What needs to be done =
Copy out verbatim every line of the records from the line containing "range in the provided image." through the line containing "138;95;197;168", including both of those lines.

Records:
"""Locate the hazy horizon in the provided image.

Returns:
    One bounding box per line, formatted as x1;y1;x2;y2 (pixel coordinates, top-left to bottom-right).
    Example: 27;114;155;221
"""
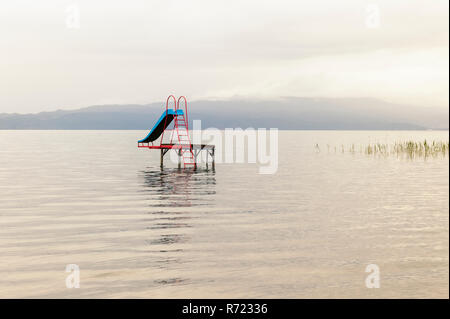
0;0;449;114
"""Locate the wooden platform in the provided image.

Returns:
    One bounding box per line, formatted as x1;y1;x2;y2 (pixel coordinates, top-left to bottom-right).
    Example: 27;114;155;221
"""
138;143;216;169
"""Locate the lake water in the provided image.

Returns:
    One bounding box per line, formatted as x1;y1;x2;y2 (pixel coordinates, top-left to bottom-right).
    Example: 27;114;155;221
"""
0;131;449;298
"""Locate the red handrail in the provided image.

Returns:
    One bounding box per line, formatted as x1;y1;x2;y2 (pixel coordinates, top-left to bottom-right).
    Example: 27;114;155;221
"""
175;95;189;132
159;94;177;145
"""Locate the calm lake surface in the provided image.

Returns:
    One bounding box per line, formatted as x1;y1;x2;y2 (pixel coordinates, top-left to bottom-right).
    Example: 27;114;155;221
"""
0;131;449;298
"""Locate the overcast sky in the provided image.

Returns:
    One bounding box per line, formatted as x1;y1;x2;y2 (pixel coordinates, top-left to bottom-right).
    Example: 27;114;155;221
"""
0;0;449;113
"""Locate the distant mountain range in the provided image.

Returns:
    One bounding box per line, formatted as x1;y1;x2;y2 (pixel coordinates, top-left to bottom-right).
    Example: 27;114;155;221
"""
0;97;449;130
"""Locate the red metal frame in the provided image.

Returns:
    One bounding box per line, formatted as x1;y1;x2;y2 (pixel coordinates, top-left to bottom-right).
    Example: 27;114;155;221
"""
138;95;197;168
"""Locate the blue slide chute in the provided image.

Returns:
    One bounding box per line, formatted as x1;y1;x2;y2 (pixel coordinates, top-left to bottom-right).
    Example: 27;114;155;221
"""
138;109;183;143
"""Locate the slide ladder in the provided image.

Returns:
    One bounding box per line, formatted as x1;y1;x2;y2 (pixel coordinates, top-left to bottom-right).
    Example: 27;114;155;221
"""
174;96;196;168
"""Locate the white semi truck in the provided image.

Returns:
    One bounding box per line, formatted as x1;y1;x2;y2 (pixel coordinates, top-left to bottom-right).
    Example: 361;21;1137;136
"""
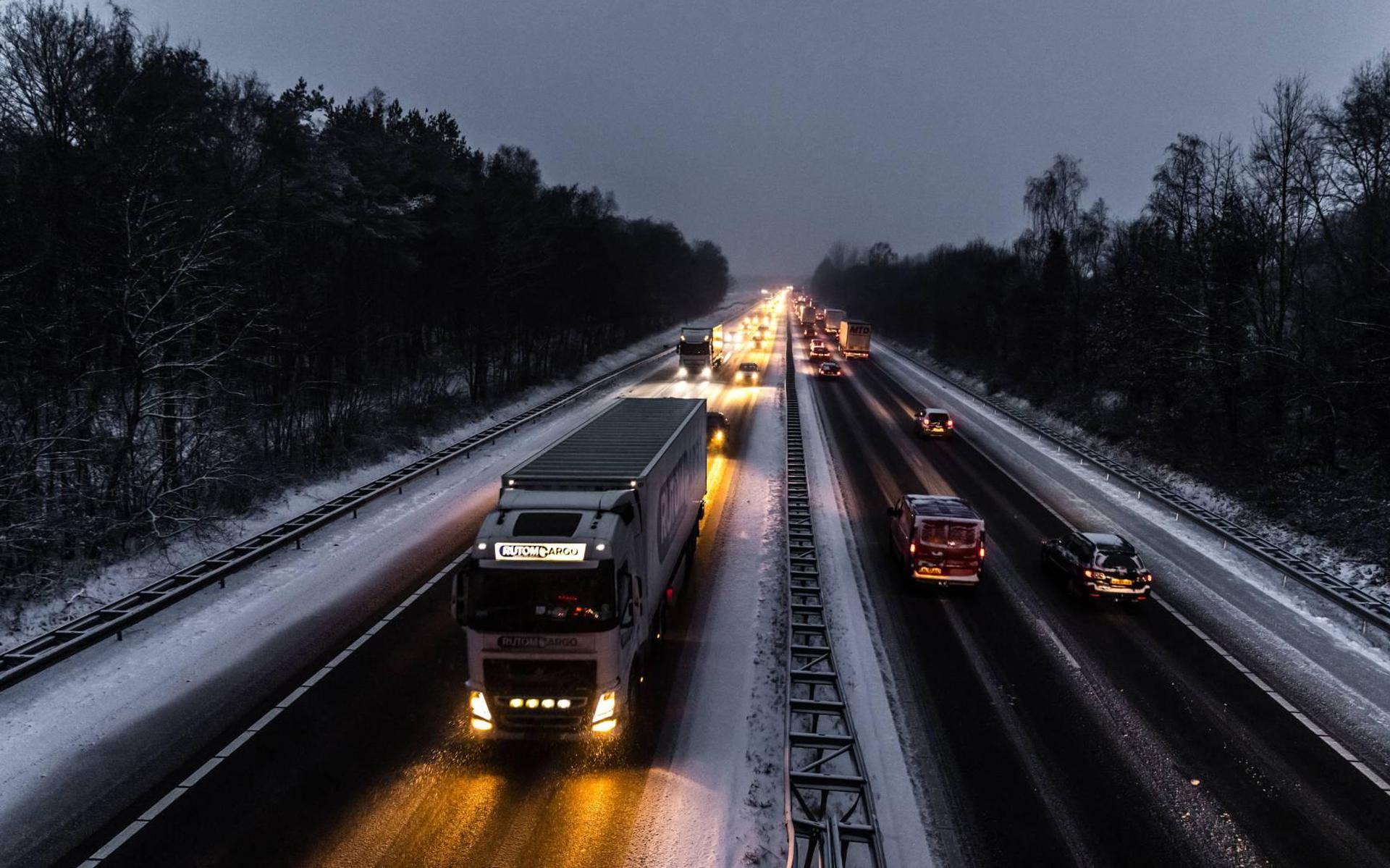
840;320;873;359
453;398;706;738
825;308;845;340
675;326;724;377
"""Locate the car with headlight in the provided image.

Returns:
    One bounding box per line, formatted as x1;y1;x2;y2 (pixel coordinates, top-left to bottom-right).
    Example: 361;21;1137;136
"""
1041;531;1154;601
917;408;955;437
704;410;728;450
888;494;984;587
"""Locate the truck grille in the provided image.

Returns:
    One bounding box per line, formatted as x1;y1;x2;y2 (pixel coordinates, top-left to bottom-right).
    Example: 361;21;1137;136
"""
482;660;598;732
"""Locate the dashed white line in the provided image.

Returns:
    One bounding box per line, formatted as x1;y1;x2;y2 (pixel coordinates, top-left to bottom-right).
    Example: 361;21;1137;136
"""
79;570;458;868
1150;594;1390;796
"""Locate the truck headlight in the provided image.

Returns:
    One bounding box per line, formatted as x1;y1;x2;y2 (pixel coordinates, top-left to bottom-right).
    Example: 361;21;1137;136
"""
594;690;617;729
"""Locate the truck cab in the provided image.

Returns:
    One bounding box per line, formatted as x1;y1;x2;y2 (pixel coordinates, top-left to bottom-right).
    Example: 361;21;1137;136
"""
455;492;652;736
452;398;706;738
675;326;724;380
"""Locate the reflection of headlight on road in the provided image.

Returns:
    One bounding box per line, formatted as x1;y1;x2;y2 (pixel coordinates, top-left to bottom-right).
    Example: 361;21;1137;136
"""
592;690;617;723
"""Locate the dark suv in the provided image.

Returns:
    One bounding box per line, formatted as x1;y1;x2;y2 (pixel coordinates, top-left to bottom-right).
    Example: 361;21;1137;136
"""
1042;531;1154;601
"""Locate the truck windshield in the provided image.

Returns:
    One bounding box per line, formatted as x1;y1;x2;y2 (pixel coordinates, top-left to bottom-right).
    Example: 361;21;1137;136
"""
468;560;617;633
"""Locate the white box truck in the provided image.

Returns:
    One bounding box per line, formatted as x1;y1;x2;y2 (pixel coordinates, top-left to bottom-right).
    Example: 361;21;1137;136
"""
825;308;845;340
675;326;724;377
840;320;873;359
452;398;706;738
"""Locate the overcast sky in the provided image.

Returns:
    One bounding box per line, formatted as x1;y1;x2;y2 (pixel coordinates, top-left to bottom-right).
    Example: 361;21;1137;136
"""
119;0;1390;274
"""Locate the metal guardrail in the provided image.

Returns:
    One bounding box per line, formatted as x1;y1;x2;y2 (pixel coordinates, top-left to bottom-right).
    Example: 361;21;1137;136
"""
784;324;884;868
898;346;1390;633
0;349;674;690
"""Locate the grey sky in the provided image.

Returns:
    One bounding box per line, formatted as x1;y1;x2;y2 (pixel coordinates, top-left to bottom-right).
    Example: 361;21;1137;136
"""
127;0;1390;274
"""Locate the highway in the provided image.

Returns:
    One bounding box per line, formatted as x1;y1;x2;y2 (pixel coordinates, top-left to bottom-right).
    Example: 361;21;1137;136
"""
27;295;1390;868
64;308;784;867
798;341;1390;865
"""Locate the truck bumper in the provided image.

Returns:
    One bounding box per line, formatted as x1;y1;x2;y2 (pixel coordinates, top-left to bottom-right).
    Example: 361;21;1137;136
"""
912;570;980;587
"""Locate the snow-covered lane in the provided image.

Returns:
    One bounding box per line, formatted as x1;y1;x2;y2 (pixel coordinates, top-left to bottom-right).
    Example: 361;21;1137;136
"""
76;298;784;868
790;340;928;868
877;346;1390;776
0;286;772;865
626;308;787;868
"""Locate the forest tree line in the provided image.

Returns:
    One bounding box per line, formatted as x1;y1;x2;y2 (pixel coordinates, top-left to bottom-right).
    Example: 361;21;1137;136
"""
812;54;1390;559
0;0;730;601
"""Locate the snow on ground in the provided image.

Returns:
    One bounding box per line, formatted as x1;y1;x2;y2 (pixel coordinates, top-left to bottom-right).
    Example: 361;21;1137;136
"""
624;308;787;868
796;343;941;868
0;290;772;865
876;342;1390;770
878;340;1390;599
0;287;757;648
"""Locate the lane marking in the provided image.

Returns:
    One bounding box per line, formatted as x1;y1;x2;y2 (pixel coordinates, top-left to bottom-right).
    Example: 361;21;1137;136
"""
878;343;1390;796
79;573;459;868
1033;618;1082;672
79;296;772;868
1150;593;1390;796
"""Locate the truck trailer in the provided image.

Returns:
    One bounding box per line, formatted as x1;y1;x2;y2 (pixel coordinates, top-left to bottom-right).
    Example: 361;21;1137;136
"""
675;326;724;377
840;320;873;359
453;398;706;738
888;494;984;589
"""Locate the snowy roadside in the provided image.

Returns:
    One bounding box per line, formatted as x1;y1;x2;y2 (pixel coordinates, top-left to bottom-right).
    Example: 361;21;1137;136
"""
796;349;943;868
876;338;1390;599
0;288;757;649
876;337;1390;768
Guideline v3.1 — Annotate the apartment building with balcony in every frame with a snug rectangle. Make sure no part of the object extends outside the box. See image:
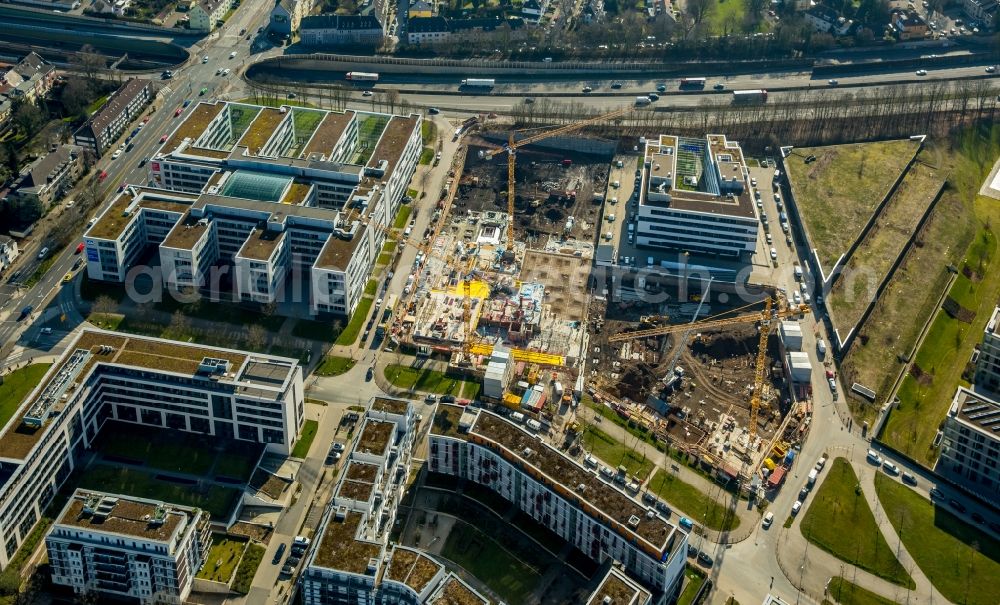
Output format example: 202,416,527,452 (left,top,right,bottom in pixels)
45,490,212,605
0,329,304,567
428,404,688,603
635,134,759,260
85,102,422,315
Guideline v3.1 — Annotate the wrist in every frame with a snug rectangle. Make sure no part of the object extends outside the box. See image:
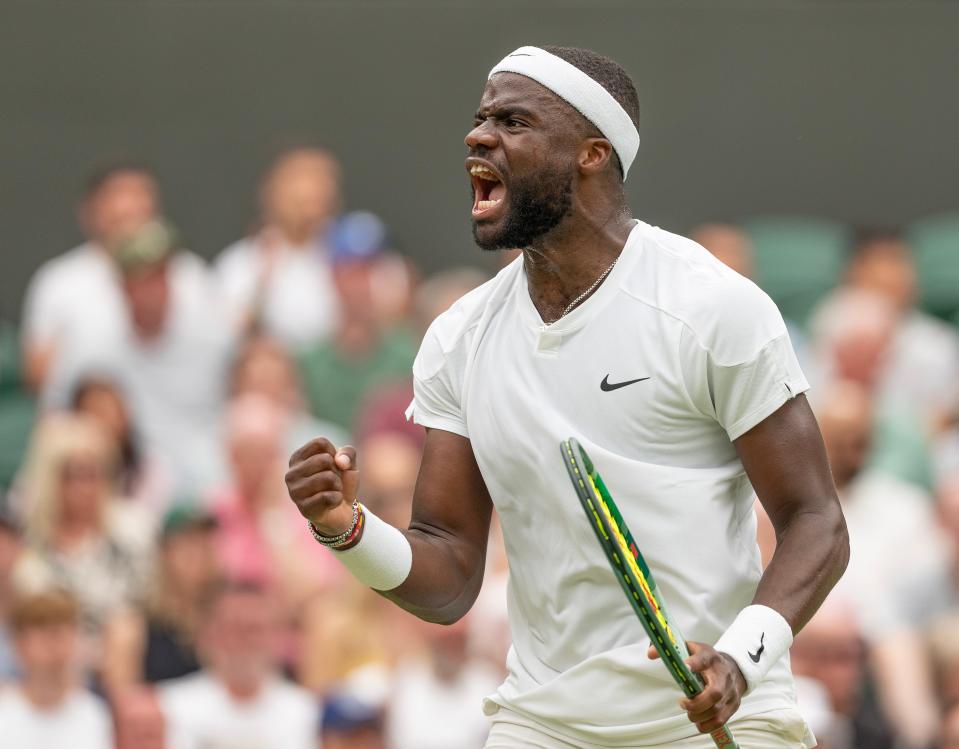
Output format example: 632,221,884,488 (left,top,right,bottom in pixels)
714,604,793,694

Answer =
"""Locate the distant mountain range in the provided image.

Returns:
    One bounding box per line, formatted as x1;y1;x2;y2 (pixel coordinates, top-left to bottom-right).
    Example: 27;114;155;221
"""
0;97;449;130
"""Locate the red metal frame in the provided image.

Returns:
    One bounding box per line, formatted as x1;y1;x2;y2 (pixel coordinates, top-left to bottom-right).
    Example: 27;114;155;221
"""
138;95;197;168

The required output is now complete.